**Dataset entries**
/---

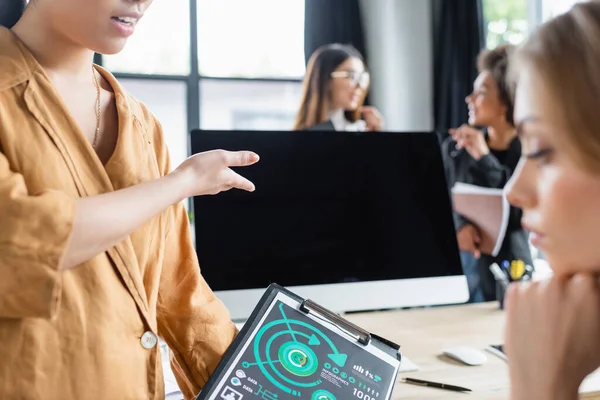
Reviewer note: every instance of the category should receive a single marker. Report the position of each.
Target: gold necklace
(97, 108)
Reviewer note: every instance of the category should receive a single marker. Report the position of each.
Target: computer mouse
(466, 355)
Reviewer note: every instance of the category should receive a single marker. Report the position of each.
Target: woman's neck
(59, 56)
(500, 136)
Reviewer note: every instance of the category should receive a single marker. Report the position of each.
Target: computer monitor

\---

**Description of the task**
The answer is the listing above restated word for word, pictures removed.

**The answer**
Reviewer note: every instance of the category should receive a single marker. Report the position of each.
Target: gold necklace
(97, 108)
Reviewer note: every instance of the category should receive a single marker. Report the position of each.
Target: computer mouse
(466, 355)
Reviewer note: every instance of the category should receive a single marker. Report the position of each.
Target: woman's neck
(59, 56)
(500, 136)
Reviewer note: every instance of the category should receive a single marker. Report the position of each.
Target: computer monitor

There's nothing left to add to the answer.